Document extract »

################

First bred long ago in a remote mountain village in Niigata Prefecture, nishikigoi ornamental carp now have admirers around the world.
Nishikigoi are large ornamental carp (koi) of Japanese origin now found in ponds around the world, where they are admired for their beautiful colors, unique patterns and approachability. The fish were first bred around 200 years ago in a mountainous area then called Nijyumurago near present-day Ojiya City in Niigata Prefecture. The name “nishikigoi” came into use as the bright colored patterns of the fish are evocative of nishiki, or brocade, a high-quality woven fabric. The fish are also known colloquially as “swimming jewels.”
The Nishikigoi no Sato (Nishikigoi Village) tourist facility in Ojiya City, the birthplace of nishikigoi, features a Japanese-style garden with four ponds where approximately 340 nishikigoi carp in twenty species are bred. People can enjoy watching the nishikigoi swim gracefully in front of them all year round.

################

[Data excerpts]
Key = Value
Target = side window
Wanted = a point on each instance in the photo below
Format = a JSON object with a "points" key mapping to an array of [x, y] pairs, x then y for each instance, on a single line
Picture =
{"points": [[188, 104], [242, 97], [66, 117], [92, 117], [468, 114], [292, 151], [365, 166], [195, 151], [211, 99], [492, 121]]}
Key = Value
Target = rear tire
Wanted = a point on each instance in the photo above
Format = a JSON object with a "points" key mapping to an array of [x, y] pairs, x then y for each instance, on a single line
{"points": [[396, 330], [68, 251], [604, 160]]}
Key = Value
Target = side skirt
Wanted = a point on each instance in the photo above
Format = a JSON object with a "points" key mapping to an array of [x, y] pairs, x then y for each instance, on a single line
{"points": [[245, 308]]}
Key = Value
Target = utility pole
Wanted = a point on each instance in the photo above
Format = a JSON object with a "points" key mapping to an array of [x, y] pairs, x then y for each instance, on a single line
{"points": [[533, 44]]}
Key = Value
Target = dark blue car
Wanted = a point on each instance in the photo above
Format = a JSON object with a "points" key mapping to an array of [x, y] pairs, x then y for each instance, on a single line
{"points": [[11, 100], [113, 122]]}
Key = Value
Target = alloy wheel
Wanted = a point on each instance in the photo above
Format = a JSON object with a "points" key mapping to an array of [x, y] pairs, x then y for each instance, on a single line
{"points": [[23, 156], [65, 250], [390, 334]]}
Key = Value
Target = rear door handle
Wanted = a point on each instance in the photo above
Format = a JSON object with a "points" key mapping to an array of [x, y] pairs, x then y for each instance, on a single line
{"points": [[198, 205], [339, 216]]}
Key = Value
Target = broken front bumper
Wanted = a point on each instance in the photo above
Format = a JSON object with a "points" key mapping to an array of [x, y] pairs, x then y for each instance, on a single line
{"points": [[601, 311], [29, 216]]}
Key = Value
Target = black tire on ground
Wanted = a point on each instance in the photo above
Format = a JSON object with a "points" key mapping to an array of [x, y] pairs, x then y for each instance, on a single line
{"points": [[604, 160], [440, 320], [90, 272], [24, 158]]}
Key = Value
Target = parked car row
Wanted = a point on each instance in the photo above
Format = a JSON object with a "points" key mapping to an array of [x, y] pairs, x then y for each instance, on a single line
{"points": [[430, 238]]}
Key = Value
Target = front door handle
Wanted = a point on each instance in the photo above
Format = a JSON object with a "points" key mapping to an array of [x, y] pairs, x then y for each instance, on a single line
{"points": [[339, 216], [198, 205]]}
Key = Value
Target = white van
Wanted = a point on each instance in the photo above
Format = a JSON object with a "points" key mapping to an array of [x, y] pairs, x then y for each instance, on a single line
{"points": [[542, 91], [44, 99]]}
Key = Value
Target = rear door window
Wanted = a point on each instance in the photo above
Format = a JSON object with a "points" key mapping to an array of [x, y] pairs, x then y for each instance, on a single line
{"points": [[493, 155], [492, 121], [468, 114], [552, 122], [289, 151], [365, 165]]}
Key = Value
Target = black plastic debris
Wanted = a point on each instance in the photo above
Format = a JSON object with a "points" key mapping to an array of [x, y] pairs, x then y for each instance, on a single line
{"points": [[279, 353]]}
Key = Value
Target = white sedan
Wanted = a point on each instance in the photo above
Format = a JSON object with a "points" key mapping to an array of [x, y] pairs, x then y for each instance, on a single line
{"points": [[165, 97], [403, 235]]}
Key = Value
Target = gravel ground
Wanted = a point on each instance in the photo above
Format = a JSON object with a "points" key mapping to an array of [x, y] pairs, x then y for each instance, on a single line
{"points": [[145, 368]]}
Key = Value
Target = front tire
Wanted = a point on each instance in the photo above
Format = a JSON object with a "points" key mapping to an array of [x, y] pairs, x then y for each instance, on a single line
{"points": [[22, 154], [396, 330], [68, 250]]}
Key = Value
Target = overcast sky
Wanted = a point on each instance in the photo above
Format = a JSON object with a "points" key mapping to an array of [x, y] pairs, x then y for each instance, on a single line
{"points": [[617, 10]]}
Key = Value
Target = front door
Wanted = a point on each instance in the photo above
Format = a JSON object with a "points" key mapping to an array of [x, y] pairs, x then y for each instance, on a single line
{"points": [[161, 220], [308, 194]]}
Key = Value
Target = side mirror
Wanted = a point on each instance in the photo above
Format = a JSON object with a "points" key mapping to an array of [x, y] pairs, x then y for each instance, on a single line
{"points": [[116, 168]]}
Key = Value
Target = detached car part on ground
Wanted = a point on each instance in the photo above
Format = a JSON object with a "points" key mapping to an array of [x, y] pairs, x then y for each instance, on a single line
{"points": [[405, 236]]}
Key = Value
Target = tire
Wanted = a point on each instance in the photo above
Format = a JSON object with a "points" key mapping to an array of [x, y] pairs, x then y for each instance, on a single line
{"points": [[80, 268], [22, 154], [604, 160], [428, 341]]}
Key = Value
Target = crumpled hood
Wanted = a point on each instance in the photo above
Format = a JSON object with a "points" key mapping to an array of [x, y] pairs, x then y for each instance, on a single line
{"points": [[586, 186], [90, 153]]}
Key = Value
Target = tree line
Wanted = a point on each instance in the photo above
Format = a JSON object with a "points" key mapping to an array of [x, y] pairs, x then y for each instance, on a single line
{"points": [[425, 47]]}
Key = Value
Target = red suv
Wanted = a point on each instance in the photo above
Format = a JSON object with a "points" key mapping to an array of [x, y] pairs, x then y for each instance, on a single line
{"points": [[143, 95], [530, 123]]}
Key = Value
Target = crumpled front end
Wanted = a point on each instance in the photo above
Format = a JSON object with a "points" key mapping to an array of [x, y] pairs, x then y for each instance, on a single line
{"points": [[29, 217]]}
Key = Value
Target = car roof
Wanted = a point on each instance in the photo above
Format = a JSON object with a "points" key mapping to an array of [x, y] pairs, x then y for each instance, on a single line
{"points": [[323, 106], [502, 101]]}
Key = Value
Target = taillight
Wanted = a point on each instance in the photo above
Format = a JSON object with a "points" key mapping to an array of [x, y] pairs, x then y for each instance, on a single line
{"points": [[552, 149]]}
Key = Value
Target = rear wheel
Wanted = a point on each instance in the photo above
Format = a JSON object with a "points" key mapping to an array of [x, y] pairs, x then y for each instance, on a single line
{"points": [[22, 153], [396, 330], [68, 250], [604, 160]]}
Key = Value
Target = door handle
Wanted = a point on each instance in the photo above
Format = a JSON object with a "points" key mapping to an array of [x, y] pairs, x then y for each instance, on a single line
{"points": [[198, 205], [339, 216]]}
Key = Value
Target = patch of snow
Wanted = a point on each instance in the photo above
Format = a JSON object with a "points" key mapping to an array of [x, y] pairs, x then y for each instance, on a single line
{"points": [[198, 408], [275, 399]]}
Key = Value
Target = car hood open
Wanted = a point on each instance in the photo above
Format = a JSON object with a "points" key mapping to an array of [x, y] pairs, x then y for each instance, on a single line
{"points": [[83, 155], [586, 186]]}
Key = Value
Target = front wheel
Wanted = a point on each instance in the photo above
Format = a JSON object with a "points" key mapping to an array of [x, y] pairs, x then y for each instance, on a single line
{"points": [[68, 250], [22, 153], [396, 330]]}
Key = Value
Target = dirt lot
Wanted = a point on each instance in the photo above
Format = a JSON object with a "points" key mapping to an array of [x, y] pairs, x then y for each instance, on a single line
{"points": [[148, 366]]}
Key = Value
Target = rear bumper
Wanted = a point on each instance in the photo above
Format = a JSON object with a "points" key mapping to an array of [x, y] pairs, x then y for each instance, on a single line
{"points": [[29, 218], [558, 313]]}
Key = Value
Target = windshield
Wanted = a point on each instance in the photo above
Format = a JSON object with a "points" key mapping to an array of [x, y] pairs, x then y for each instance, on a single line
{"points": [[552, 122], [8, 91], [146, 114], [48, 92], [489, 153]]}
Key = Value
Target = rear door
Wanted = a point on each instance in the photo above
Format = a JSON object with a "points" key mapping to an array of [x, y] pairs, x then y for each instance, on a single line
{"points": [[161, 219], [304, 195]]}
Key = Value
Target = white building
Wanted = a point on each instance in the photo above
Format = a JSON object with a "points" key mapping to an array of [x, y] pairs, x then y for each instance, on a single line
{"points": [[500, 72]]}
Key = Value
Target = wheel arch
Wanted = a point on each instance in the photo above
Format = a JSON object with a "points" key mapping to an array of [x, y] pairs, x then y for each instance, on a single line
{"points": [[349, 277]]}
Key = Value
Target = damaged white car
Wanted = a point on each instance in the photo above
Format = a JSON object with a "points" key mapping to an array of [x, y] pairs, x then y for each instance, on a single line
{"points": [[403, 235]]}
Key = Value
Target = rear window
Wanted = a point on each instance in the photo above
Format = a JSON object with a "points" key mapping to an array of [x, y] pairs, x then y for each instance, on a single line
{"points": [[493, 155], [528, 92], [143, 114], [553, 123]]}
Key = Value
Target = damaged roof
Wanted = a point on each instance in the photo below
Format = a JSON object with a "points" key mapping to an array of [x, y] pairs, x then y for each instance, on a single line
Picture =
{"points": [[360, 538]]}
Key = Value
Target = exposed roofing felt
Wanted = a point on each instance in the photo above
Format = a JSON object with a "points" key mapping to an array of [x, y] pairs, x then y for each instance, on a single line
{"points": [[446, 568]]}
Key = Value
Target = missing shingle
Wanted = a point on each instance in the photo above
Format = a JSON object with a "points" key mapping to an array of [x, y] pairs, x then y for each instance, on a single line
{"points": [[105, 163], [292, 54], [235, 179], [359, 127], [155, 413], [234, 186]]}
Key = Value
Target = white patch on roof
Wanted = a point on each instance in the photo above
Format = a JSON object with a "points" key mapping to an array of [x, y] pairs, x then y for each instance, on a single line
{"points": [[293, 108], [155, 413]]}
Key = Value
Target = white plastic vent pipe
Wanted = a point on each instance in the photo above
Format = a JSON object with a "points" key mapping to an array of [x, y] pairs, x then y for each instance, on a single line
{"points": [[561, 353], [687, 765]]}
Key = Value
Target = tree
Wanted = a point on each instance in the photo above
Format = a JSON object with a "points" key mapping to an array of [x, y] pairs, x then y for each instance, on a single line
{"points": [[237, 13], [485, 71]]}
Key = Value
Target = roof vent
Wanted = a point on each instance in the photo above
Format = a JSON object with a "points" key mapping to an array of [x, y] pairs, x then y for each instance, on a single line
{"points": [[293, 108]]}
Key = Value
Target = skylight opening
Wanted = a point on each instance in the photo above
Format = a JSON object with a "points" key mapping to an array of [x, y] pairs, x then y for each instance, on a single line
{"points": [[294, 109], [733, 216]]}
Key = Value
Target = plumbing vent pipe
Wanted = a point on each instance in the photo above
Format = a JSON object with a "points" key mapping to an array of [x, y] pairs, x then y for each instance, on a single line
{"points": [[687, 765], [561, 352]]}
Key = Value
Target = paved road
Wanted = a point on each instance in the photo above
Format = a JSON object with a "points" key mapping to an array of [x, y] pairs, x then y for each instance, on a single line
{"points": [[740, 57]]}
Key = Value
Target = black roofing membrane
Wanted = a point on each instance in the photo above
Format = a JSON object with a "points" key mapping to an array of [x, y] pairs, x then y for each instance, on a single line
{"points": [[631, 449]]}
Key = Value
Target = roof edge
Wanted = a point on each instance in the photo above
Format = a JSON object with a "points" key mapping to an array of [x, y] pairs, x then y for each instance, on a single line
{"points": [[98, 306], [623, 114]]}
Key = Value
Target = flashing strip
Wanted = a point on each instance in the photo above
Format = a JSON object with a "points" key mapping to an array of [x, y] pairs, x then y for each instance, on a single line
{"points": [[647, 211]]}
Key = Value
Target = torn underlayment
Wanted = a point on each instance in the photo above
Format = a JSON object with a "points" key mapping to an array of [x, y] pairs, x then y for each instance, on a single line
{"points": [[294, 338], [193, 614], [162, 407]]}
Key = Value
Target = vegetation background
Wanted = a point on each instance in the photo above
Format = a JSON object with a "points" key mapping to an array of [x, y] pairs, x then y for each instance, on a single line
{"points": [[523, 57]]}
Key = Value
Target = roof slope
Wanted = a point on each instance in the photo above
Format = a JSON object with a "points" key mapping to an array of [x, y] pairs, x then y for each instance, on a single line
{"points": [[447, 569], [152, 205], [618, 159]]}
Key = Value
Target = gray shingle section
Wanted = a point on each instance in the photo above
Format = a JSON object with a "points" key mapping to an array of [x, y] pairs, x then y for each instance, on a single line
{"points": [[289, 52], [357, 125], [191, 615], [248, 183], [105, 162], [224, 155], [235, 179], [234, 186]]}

################

Task 1 » Find every number in the text about nishikigoi carp, and say what each one counts or measures.
Task 2 » Extend the text about nishikigoi carp, starting right after its last sentence.

Output 1 »
- Around 200: the number of years since nishikigoi were first bred.
- Four: the number of ponds in the Japanese-style garden at Nishikigoi no Sato.
- Approximately 340: the number of nishikigoi bred in those ponds.
- Twenty: the number of species among those carp.

Output 2 »
“Located in a steep mountainous area with a lot of snow in winter, the people in Nijyumurago had difficulty securing food in the winter,” says Hirasawa Katsuyoshi, the manager of Nishikigoi Village. “They therefore bred edible carp to be a precious source of protein. The hamlet was often snowed in, and the villagers had nothing that could really be called entertainment. It is understood that they consequently became intrigued by the slight differences in the colors and patterns of the carp they were raising, and started to engage in selective breeding in their own original way.”
The people of Nijyumurago had been growing rice from water supplied by the mountains in terraced paddies carved into the steep landscape. However, the snowmelt draining into the paddies was so cold that rice did not grow properly. So they created ponds, called tanaike, to retain water in the uppermost terrace, which was then supplied to the rice paddies after it had been warmed by the sun. This combination of rice field terraces and tanaike is a rare landscape feature in the world, and a beautiful one.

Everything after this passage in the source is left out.